Assignment: Nothing but the lines below, from the first through the line containing "In this exercise you will pick out the hanging laundry", should be set down, each one exactly and without pictures.

Given entries:

########################################

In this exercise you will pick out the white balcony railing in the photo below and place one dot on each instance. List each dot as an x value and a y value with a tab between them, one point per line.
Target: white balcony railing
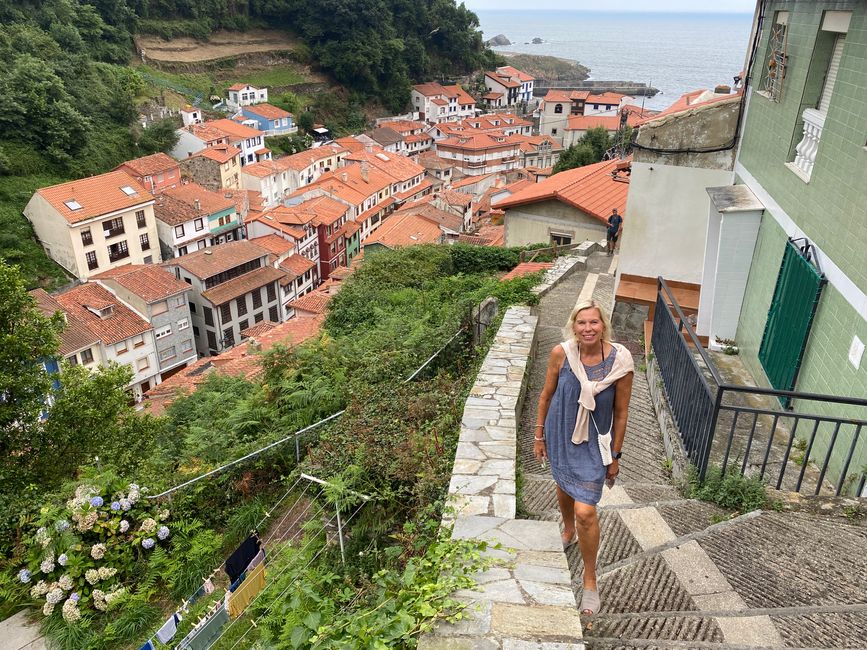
805	152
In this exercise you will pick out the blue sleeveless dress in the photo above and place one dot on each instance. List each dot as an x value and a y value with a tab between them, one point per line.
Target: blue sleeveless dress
578	469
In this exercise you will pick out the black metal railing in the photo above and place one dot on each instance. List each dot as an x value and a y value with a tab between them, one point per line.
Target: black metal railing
810	447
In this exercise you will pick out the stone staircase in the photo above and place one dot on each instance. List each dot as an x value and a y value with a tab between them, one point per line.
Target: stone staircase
679	573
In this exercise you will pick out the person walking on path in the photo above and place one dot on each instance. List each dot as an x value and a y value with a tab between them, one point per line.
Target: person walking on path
615	226
580	426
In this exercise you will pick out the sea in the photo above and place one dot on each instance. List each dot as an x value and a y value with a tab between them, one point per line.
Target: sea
674	52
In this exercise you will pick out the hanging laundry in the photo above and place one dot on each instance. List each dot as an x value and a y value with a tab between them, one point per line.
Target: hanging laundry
239	560
247	591
168	630
256	561
204	637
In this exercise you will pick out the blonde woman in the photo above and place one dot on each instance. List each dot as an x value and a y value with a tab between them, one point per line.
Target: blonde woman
586	397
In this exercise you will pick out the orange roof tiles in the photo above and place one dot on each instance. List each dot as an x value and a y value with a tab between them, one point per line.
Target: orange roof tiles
122	323
315	302
405	230
218	153
148	282
149	165
268	111
243	284
216	259
591	189
96	195
273	243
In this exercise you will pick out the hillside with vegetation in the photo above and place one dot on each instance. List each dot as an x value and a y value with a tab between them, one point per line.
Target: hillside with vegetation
72	96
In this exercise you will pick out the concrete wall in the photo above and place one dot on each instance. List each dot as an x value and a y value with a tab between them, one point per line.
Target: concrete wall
534	223
666	221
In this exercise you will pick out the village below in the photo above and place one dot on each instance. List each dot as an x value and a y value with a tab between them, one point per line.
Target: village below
277	307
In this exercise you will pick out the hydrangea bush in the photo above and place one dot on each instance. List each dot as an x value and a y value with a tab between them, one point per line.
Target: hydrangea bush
81	556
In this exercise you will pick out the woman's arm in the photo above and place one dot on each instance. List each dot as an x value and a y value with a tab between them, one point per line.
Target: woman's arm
551	377
622	395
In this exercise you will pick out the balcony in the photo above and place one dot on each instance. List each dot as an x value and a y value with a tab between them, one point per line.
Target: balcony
805	152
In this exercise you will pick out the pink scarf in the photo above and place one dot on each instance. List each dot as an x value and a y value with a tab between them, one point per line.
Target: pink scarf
623	365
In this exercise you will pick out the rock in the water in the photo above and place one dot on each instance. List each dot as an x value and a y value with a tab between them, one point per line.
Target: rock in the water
499	39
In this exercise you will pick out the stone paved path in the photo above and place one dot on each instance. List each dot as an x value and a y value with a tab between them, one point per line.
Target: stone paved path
678	573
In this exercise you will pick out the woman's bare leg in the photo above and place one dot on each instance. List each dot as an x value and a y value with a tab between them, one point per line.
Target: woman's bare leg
588	539
567	510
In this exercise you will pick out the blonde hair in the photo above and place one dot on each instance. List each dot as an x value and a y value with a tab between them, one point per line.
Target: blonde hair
569	329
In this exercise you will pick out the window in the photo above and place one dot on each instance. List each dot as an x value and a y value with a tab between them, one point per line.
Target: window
777	58
112	227
118	251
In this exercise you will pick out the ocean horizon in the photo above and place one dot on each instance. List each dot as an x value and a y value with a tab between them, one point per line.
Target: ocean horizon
675	52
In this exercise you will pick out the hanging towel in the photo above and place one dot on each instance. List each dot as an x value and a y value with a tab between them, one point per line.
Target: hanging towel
256	561
248	590
239	560
205	636
167	631
623	365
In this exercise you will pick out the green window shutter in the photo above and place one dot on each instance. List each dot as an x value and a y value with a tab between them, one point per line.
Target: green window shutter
796	297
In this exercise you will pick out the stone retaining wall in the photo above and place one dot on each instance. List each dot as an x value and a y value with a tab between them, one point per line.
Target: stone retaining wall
526	601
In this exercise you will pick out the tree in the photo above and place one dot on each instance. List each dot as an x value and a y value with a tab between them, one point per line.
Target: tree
27	337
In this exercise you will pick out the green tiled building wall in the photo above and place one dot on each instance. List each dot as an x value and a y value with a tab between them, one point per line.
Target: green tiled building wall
831	210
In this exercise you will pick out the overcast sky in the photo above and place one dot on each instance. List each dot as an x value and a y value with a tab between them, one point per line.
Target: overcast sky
719	6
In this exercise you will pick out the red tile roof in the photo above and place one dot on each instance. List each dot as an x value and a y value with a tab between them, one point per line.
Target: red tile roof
243	284
97	195
268	111
315	302
526	268
122	323
75	336
148	282
149	165
216	259
592	189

########################################

Task solution:
In this exercise you will pick out the white balcony railing in the photo below and place one dot on each instance. List each dot as an x value and a y value with a tab between them, one point per line.
Target: white balcony railing
805	152
In this exercise you will pick out the blue sleeveless dress in the photo above and place one dot on each instance. List each dot as an x value and a y value with a tab between them, one point per line.
Target: blue sleeveless dress
578	469
In this exercise you will pick out the black metal railing in the photo above and place one dot on each instance. List each dot as an x value and a y value with a tab between them, one point per line.
Target: black metal railing
810	447
In this exercise you will pick out the stone staircase in the photo above and place one dot on each instance. List each dot as an x value and a y value with a tab between them, one point per line.
Target: stone staircase
679	573
In this exercise you will pick out the person walking on path in the photo above and place one dot on each instance. List each dot as an x value and a y value with a tab between them, one point per line.
Target: person walking on path
615	226
580	426
In this exercise you will pick out the sea in the photo above and place one dot on each instance. List each dot as an x value and a y value with a tab between them, one point per line.
Target: sea
674	52
In this exercise you will pick out the hanging laundry in the photo above and place one dot on each instance. List each dot as an x value and a y value with a tab between them, one point per line.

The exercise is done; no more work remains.